> [What you will do]: From the first line of the listing below to the line containing "like [531, 56].", write out everything exactly. No pictures.
+-------+
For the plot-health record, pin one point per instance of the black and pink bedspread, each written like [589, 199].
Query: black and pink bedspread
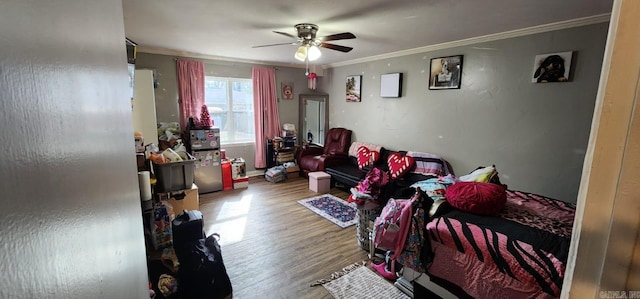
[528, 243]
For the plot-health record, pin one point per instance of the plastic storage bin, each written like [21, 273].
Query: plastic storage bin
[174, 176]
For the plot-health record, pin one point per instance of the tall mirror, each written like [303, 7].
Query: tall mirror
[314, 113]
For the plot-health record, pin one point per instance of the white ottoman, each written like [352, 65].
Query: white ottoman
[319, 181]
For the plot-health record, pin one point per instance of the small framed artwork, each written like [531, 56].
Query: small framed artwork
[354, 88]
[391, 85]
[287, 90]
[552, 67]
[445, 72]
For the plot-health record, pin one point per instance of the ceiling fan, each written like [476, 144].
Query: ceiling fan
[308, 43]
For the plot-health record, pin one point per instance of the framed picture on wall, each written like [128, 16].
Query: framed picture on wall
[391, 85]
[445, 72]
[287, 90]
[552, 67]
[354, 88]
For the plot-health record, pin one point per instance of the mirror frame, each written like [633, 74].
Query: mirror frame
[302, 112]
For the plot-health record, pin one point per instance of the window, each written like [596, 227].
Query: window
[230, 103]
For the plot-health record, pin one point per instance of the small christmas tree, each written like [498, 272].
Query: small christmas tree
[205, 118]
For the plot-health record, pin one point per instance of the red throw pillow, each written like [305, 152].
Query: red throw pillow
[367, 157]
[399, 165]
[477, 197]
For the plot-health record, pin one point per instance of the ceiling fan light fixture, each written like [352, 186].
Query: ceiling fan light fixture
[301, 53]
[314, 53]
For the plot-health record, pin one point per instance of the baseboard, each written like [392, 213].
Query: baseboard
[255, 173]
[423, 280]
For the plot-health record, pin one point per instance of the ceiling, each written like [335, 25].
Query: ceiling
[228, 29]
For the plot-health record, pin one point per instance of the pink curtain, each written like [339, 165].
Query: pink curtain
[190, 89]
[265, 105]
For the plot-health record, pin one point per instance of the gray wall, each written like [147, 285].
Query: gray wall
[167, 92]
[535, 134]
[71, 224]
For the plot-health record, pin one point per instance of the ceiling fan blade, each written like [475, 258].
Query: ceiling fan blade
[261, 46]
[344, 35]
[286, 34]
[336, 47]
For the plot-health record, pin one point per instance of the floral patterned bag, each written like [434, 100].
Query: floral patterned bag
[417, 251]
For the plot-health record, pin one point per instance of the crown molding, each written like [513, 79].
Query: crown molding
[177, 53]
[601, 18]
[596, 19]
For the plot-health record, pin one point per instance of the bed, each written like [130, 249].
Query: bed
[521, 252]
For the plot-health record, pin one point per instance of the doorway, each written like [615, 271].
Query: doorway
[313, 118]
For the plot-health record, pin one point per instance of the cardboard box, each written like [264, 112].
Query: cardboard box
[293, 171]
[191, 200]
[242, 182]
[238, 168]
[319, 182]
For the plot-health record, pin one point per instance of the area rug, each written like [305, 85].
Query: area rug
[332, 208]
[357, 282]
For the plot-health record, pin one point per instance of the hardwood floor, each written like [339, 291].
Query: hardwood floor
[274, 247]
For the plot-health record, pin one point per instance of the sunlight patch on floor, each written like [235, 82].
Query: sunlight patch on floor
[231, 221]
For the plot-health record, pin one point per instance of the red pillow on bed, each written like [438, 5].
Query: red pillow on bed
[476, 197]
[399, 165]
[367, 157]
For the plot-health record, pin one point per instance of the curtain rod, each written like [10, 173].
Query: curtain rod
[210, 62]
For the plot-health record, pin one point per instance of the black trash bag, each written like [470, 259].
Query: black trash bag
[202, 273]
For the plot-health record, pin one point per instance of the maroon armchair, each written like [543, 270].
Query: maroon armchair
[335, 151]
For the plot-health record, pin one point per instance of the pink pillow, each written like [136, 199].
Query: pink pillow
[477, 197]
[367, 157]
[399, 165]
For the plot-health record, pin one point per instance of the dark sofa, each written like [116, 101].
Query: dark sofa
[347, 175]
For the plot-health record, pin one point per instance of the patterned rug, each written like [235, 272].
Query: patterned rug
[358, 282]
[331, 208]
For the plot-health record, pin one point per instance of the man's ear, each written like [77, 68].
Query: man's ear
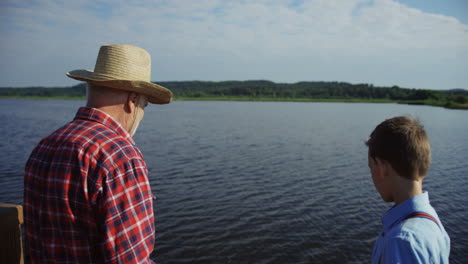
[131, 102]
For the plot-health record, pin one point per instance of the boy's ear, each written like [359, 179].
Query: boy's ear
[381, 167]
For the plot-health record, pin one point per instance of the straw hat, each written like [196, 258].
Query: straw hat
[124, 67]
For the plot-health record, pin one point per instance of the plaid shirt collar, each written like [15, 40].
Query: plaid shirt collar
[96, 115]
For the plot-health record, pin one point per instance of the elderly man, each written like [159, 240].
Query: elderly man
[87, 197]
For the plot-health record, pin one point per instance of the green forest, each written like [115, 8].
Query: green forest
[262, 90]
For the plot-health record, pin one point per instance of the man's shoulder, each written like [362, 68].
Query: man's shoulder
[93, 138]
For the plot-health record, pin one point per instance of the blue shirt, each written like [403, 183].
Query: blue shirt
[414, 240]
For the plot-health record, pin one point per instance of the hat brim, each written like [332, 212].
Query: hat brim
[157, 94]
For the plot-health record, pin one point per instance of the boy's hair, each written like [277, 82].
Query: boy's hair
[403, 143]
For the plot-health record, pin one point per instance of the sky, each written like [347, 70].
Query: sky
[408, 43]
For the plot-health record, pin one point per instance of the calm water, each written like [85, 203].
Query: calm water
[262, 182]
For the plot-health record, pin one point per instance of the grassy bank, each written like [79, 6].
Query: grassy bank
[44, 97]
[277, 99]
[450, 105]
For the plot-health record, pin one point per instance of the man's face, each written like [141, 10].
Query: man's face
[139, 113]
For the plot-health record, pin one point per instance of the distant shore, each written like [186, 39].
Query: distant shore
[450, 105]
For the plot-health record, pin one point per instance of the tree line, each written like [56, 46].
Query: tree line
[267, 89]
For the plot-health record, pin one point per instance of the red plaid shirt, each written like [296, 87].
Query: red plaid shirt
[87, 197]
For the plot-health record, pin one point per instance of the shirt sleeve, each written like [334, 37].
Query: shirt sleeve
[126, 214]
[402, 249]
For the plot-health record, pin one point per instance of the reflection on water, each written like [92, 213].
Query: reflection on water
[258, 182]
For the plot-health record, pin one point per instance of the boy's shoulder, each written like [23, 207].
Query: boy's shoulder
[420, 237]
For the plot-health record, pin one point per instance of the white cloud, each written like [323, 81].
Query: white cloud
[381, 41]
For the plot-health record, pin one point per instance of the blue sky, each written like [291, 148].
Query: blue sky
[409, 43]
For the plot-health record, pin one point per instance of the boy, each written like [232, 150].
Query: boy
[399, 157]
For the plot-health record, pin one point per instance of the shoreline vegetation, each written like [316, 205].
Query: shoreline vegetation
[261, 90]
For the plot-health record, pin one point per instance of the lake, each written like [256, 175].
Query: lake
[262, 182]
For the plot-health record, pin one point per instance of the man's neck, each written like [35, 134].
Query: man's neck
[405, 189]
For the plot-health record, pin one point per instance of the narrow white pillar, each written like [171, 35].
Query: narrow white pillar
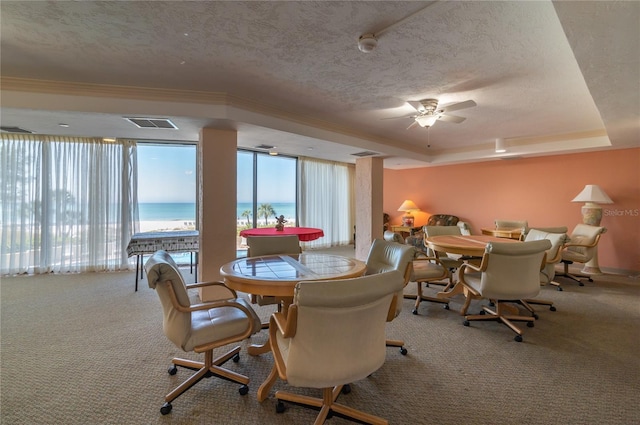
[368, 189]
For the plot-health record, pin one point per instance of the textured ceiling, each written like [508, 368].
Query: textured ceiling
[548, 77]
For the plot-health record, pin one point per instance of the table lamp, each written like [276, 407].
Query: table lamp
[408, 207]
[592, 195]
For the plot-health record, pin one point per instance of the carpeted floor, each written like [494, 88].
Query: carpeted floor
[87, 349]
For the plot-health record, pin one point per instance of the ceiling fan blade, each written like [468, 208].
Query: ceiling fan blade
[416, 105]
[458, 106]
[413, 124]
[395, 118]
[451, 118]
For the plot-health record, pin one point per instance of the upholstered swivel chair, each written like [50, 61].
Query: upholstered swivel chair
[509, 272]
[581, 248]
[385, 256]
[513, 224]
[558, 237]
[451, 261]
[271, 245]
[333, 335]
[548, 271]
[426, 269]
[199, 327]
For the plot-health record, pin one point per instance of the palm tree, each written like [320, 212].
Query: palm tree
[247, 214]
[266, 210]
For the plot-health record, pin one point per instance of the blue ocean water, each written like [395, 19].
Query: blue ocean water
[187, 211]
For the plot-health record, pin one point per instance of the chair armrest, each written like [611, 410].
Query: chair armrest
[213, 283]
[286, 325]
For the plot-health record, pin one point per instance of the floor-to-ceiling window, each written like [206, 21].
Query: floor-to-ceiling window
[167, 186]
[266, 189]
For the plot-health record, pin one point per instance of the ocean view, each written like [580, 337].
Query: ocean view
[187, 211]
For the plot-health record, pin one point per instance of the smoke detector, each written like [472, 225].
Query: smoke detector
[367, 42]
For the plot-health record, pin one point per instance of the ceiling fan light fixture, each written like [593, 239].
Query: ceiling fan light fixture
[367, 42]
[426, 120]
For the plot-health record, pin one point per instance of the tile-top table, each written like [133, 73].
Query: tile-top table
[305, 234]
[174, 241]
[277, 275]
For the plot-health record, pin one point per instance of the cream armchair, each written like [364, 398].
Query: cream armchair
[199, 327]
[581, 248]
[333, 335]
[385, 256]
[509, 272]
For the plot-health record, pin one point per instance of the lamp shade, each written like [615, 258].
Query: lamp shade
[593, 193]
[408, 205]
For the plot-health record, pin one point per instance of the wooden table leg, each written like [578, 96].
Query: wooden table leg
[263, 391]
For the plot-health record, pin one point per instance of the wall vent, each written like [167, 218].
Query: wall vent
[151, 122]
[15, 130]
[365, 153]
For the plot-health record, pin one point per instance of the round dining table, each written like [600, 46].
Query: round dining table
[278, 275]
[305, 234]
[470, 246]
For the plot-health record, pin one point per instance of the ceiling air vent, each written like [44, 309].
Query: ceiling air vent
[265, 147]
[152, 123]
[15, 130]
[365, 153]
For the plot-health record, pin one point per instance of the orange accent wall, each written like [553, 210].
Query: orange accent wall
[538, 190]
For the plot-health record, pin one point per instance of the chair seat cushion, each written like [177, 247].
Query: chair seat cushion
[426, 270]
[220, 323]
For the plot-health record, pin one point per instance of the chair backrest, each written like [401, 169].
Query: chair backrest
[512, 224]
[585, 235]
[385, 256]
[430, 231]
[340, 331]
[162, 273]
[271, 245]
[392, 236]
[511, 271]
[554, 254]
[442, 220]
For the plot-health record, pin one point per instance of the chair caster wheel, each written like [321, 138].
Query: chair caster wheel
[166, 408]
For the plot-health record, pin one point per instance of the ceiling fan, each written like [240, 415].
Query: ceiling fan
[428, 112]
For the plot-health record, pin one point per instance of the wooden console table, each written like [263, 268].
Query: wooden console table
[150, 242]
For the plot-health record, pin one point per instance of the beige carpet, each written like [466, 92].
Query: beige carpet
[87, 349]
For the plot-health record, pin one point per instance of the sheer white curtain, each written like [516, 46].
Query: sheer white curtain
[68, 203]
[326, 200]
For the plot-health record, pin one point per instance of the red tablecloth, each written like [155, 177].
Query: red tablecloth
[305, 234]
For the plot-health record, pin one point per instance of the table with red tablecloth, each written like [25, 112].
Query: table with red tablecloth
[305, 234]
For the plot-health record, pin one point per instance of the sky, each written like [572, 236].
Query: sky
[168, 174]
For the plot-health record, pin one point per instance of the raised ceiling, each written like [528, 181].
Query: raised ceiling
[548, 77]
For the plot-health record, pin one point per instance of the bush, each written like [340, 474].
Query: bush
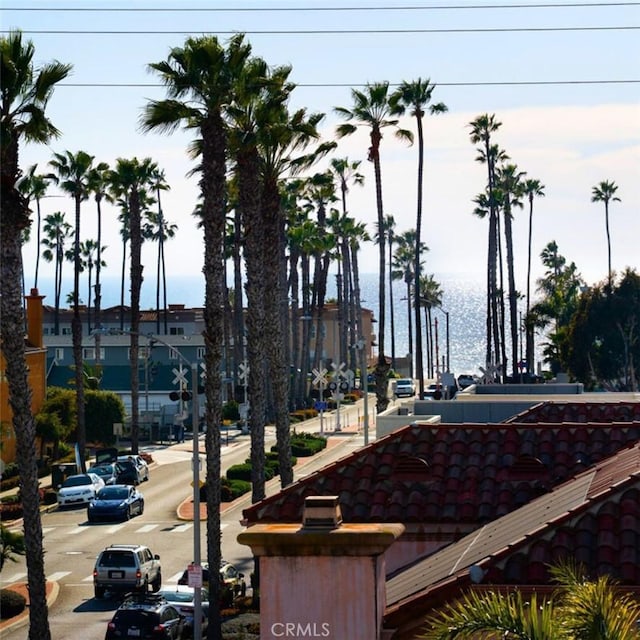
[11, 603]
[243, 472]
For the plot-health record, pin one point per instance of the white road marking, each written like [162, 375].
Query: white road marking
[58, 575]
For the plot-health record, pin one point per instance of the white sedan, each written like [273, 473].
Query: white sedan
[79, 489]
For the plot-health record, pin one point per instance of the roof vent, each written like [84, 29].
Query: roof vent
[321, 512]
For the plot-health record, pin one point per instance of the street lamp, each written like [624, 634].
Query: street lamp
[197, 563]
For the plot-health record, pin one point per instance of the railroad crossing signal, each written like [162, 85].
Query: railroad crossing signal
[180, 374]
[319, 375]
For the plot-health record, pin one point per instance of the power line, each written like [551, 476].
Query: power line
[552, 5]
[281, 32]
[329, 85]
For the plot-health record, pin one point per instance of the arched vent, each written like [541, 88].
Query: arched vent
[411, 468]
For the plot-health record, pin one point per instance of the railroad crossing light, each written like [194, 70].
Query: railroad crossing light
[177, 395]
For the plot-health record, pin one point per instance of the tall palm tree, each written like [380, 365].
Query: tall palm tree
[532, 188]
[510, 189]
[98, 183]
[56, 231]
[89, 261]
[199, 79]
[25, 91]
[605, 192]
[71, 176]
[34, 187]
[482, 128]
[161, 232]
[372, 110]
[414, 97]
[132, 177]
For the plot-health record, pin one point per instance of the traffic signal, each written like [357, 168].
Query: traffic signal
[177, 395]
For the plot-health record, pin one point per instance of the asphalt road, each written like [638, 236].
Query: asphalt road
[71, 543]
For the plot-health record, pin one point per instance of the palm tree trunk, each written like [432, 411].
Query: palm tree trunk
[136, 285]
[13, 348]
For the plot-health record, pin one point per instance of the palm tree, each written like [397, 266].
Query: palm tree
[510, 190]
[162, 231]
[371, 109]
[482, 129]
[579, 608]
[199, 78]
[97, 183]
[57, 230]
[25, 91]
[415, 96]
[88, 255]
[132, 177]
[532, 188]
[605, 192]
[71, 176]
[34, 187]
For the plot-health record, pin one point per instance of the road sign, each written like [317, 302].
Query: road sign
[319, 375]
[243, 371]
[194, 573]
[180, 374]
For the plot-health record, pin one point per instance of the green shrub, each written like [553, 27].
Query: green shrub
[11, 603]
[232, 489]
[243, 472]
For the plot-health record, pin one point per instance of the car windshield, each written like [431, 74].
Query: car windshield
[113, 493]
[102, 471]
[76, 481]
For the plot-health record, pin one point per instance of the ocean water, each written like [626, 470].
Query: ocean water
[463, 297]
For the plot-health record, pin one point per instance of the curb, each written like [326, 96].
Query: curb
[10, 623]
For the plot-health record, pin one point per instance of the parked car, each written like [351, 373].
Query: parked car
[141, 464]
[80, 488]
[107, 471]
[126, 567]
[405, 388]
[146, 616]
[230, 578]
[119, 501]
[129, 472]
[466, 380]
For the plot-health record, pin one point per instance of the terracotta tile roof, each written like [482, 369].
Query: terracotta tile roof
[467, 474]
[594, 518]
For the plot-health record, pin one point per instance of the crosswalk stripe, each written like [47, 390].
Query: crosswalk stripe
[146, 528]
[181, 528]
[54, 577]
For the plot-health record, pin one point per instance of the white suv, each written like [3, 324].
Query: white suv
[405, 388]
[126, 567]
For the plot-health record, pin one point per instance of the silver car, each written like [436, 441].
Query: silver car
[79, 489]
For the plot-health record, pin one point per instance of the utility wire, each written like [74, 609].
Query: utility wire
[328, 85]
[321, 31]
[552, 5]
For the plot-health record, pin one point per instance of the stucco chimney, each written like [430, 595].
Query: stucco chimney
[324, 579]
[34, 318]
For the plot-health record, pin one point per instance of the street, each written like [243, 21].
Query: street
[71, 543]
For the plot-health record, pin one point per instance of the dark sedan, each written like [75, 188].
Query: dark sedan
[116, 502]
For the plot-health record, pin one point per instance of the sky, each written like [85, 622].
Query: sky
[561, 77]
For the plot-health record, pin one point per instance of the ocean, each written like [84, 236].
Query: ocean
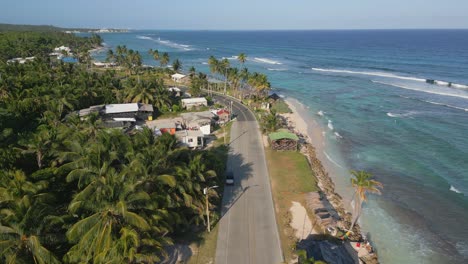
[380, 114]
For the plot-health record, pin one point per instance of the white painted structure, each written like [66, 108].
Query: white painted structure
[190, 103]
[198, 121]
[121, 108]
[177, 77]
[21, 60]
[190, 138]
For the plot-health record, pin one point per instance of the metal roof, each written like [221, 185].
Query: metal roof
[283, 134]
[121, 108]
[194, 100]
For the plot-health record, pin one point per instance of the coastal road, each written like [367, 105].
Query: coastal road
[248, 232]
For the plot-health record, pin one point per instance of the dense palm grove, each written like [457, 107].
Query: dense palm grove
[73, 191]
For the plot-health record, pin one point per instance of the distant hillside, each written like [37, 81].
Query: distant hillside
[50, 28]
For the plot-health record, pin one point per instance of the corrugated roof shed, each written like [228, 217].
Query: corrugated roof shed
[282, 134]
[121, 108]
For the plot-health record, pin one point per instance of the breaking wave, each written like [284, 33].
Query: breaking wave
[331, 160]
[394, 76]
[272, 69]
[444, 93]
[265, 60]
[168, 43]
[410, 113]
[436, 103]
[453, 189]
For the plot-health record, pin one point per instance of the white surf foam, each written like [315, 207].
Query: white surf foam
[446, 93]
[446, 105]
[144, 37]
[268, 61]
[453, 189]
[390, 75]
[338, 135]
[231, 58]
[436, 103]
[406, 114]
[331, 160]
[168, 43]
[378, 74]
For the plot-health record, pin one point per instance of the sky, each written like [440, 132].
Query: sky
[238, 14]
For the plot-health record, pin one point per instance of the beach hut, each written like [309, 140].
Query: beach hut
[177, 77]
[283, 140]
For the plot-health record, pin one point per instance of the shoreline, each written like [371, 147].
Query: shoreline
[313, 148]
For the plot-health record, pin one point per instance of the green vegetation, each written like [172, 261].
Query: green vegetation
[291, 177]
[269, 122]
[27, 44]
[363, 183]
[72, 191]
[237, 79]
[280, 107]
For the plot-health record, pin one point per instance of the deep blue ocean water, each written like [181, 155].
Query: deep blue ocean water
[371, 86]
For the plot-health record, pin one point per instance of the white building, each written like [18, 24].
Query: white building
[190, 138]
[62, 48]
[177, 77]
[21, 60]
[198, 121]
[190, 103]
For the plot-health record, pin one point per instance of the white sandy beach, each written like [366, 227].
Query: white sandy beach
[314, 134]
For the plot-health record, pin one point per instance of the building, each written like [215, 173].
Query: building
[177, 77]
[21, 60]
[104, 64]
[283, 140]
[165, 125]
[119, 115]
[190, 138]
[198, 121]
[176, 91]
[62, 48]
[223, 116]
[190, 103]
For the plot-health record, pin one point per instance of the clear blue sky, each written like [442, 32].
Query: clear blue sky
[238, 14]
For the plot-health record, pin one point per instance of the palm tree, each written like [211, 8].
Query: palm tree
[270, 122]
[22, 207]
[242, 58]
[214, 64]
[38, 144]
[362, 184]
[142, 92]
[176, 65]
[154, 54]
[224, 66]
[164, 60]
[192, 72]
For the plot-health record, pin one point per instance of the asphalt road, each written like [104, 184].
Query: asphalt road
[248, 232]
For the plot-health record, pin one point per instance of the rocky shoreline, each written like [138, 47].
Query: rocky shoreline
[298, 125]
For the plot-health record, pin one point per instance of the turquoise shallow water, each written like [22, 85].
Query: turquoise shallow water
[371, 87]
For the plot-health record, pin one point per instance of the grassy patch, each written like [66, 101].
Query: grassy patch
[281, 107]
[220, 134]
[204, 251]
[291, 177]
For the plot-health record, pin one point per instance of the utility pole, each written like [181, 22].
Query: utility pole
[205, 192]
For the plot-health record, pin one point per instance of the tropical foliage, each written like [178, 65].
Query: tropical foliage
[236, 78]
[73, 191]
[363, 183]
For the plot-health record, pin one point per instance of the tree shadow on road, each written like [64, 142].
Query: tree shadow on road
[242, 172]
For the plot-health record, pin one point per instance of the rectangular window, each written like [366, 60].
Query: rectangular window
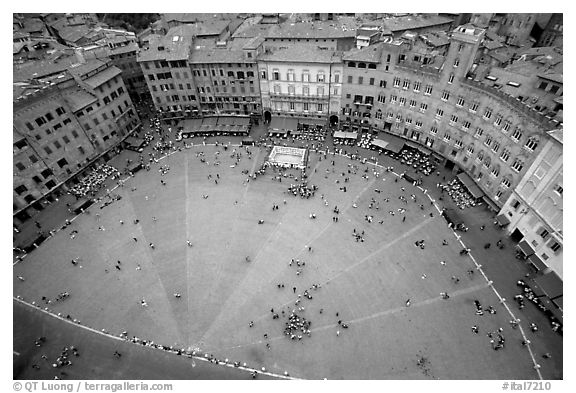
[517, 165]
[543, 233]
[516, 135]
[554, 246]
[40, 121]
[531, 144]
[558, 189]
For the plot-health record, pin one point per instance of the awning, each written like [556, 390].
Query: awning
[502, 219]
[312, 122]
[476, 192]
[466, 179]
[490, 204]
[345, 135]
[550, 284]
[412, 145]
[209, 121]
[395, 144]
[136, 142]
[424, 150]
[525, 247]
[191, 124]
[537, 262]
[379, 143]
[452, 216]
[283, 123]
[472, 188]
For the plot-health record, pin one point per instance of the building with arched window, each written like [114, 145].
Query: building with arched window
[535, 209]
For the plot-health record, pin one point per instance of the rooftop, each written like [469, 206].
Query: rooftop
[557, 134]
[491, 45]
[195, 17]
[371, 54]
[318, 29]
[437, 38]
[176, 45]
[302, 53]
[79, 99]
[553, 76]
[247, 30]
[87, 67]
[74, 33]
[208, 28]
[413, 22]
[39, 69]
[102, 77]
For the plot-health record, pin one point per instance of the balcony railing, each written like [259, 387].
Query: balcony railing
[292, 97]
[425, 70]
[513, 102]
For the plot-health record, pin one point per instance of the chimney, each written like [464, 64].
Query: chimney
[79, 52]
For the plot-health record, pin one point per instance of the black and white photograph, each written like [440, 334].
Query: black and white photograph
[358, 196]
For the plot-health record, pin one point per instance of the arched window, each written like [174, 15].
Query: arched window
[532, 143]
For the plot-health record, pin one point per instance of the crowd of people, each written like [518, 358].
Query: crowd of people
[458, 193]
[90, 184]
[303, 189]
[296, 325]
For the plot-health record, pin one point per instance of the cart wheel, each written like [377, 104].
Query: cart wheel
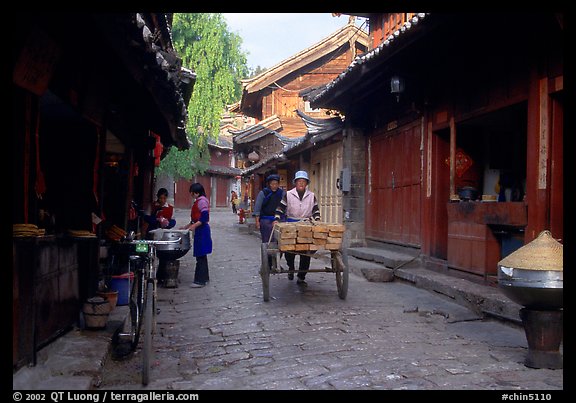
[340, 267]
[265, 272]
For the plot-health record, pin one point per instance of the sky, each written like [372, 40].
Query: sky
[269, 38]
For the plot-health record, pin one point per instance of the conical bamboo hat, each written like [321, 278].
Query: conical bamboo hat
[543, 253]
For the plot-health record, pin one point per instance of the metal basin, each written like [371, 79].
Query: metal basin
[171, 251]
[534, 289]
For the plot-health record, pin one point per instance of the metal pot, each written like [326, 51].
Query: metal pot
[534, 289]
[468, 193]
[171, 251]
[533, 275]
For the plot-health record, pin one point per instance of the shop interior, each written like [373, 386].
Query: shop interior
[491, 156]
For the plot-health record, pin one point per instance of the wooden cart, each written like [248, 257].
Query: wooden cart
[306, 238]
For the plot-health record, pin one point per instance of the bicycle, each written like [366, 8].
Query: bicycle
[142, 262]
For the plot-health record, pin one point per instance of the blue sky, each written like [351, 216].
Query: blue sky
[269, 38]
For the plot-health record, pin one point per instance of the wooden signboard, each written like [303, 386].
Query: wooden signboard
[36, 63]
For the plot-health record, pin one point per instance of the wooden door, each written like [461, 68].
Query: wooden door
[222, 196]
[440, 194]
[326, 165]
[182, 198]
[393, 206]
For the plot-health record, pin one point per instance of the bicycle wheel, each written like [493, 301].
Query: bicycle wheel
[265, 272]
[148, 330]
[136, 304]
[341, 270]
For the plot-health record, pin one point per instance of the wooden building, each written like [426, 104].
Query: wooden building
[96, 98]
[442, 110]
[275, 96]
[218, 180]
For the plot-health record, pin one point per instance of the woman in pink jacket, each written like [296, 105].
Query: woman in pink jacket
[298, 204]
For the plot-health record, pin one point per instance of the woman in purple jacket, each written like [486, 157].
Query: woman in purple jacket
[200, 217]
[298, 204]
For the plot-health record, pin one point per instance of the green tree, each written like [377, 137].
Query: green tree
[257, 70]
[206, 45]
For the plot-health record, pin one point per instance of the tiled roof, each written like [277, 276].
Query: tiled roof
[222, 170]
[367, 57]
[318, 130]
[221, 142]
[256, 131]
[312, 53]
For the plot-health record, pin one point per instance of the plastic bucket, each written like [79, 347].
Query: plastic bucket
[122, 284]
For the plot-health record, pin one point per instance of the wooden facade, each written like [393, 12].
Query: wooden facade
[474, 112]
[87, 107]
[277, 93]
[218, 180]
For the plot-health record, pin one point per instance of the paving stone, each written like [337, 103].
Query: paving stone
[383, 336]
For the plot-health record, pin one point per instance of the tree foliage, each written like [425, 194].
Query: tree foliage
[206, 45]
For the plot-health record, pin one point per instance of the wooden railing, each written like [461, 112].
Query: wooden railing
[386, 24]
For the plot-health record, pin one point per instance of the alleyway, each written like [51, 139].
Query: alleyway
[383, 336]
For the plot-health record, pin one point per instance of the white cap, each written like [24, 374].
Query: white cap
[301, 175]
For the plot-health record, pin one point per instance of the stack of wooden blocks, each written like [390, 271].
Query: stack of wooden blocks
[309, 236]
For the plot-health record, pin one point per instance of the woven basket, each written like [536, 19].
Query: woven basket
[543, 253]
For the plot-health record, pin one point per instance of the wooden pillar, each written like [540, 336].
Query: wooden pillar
+-------+
> [Answer section]:
For the plot-health record, pin one point per instance of the black and pink bedspread, each written like [589, 199].
Query: black and pink bedspread
[528, 243]
For the plot-health record, pin one point per instance of the plastic storage bin, each written like [21, 273].
Query: plastic storage bin
[174, 176]
For the plot-health record, pin one point per instance of the tall mirror, each written like [303, 7].
Query: tall mirror
[314, 113]
For the plot-health record, pin one point per instance of the white ottoman, each written like [352, 65].
Query: white ottoman
[319, 181]
For the plot-health record, pin one point per instance of the small framed artwork, each written like [531, 56].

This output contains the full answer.